Who says Babylon 5 doesn't have a sense of humor? Here's a show that takes one of its most important episodes—he turning point of its grand mythology when the heroes switch from reacting to acting—and titles it “Interludes And Examinations.” Okay, it's not an especially funny joke, but it's some kind of joke nonetheless. The most dramatic event of the supposed “Interludes” is the death of the Vorlon ambassador. Kosh has been around events, influencing and the younger races of the galaxy into doing his will against the Shadows. We see him portrayed as a good guy fairly uncritically. He's stubborn, and he pisses Sheridan off, sure, but he still supposedly does the right thing in the end. But is he a hero?

That the Shadows deserve to be defended against is pretty evident, so Kosh is clearly on the right side there. The issue is how he goes about it. At this point in the series, almost everything we've seen of the Vorlons coincides with what we've seen of Kosh—he directly represents them. He apparently has had a hand in everything they've done. And everything the Vorlons have done, with perhaps the exception of protecting their homeworld violently, seems to be about defeating the Shadows.

That includes generations of manipulation. Kosh, outside of his encounter suit, takes on the appearance of an angel. As Delenn explained, the myths that made angels appear to be good were seeded into all the younger races in order to make sure that the Vorlons were viewed positively when the time came. Thus the Vorlons have removed the younger races' agency in order to make them more pliable for the upcoming war. That's certainly discomfiting, but it's also justifiable, according to what we've seen—an early scene in “Interludes” shows just how petty the younger races can be; the Brakiri are weak because they've been fighting their neighbors while the Gaim think they can put their heads down and survive the Shadows. It's only by working together that the younger races can hope to defeat the Shadows.

It's that international, or interstellar, alliance that seems to be the point. Kosh isn't doing what he's doing in order to turn the younger races into weapons to defeat the Shadows for the Vorlons. The alliance would need to exist in order for the younger races to not need the Vorlons at all. Kosh wants Sheridan to lead, he doesn't want to lead himself. But the question that Babylon 5 doesn't answer is “Why?” The implication that Kosh gives is that the Vorlons aren't ready to face the Shadows directly, or are too weak. “But there are still few of us. We are not prepared. This is not our fight. It is yours.” But the Vorlons are, for all intents and purposes, magic at this point. They can call in a task force of enough ships to defeat the Shadows at a moment's notice, after all.

» Data records
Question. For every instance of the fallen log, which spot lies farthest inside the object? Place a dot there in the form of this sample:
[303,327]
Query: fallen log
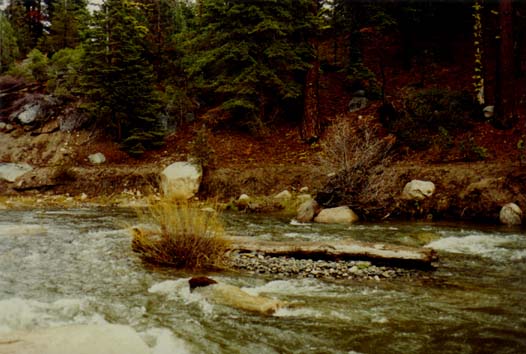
[376,253]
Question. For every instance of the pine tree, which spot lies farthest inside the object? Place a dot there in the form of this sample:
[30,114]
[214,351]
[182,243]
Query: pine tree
[118,80]
[8,45]
[19,19]
[250,58]
[67,21]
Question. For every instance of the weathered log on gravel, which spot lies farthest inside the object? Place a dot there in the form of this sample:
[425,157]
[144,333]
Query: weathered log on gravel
[378,253]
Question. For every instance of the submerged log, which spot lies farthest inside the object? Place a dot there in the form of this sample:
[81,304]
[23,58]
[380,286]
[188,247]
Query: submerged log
[378,253]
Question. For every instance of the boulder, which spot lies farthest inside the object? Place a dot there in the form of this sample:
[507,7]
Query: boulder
[78,339]
[357,103]
[418,190]
[307,210]
[35,109]
[302,198]
[510,214]
[11,171]
[29,113]
[230,295]
[243,201]
[283,195]
[181,180]
[339,215]
[488,111]
[97,158]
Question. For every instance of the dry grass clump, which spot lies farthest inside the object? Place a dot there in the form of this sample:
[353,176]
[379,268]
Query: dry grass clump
[182,235]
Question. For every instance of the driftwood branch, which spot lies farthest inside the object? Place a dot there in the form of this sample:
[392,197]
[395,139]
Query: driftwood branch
[378,253]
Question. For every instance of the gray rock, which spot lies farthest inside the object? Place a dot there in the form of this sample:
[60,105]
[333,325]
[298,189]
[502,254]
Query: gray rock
[29,113]
[97,158]
[11,171]
[357,103]
[243,201]
[307,210]
[181,180]
[339,215]
[418,190]
[488,111]
[283,195]
[511,214]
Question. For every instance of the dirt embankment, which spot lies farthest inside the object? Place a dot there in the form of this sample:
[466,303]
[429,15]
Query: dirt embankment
[464,191]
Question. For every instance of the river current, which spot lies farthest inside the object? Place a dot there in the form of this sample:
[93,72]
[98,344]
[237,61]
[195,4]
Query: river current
[63,267]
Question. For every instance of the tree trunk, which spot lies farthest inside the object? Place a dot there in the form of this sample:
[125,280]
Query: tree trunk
[392,255]
[310,127]
[505,91]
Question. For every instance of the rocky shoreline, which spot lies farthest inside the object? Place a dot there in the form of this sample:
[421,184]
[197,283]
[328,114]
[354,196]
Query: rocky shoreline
[255,263]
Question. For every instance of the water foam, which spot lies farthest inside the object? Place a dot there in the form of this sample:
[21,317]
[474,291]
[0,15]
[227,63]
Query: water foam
[305,287]
[180,290]
[163,341]
[23,314]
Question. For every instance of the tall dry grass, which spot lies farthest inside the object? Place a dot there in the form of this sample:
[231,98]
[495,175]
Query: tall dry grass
[182,235]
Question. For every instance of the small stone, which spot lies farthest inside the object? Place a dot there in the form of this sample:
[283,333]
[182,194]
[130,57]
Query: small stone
[97,158]
[284,195]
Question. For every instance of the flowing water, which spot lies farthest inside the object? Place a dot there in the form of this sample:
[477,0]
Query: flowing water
[76,267]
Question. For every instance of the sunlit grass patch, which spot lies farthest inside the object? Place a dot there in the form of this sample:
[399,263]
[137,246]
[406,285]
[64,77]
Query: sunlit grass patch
[182,235]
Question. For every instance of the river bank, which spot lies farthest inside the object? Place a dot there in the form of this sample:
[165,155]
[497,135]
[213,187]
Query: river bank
[63,174]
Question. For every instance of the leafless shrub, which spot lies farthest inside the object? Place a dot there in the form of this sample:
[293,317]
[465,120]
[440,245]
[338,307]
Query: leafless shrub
[358,157]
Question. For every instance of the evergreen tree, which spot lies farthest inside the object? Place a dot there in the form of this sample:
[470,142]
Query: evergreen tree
[67,21]
[17,13]
[166,19]
[118,80]
[250,58]
[8,45]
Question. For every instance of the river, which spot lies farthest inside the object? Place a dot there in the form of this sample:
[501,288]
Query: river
[63,267]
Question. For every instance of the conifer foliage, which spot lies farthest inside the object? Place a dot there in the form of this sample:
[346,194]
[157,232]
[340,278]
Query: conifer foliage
[249,58]
[118,79]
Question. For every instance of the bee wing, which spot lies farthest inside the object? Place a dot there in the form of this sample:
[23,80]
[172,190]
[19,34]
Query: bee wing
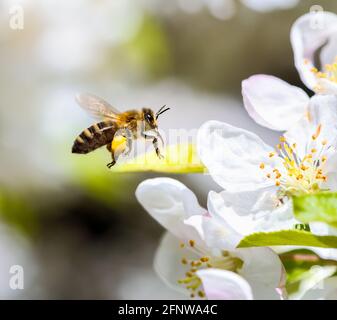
[96,106]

» Exercise description
Reproduce verbatim the passage of the Babylon 5 essay above, from "That includes generations" up to and including "defeat the Shadows.".

» Exercise output
That includes generations of manipulation. Kosh, outside of his encounter suit, takes on the appearance of an angel. As Delenn explained, the myths that made angels appear to be good were seeded into all the younger races in order to make sure that the Vorlons were viewed positively when the time came. Thus the Vorlons have removed the younger races' agency in order to make them more pliable for the upcoming war. That's certainly discomfiting, but it's also justifiable, according to what we've seen—an early scene in “Interludes” shows just how petty the younger races can be; the Brakiri are weak because they've been fighting their neighbors while the Gaim think they can put their heads down and survive the Shadows. It's only by working together that the younger races can hope to defeat the Shadows.